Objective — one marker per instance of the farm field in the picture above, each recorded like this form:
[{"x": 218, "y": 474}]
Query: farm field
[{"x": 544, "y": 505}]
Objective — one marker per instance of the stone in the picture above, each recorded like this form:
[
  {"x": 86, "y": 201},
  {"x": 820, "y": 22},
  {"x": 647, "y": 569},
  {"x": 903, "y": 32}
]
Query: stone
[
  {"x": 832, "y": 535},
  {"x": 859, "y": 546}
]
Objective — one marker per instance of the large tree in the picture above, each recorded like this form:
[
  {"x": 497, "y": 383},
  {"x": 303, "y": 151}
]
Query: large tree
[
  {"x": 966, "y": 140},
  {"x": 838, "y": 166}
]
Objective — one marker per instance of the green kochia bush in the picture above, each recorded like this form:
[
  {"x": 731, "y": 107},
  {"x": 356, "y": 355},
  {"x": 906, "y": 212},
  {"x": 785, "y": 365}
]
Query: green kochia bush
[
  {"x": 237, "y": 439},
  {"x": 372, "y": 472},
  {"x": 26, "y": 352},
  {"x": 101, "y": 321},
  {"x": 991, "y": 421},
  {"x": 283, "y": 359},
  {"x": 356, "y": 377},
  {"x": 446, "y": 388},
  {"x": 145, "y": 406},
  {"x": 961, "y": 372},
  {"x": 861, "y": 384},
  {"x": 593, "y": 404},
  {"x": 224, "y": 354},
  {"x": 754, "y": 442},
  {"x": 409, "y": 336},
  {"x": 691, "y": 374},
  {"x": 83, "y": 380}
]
■ ■ ■
Exercise prompt
Among the entries, find every line holding "this" and return it.

Task response
Objective — one marker per instance of the farm field in the picture above, each recorded like this form:
Objective — one marker per instance of the stone in the picture above, each recorded like this form:
Objective — one marker per instance of the large tree in the picture above, each recorded like this form:
Objective — one marker per instance of the green kochia bush in the picture above, each recorded like this form:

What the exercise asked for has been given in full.